_What you should do_
Reproduce the records below in full and word for word, excluding pictures.

[Dataset entries]
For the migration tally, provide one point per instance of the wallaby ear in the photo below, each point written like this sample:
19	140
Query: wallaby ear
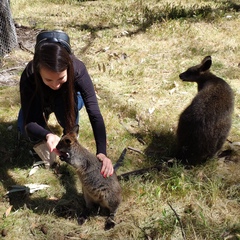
76	129
206	64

_Problem solution_
For the migration tally, provide one point per instance of the wallaby ear in the photo below, each point written like this sample:
19	140
Query: wallaby ear
76	129
206	64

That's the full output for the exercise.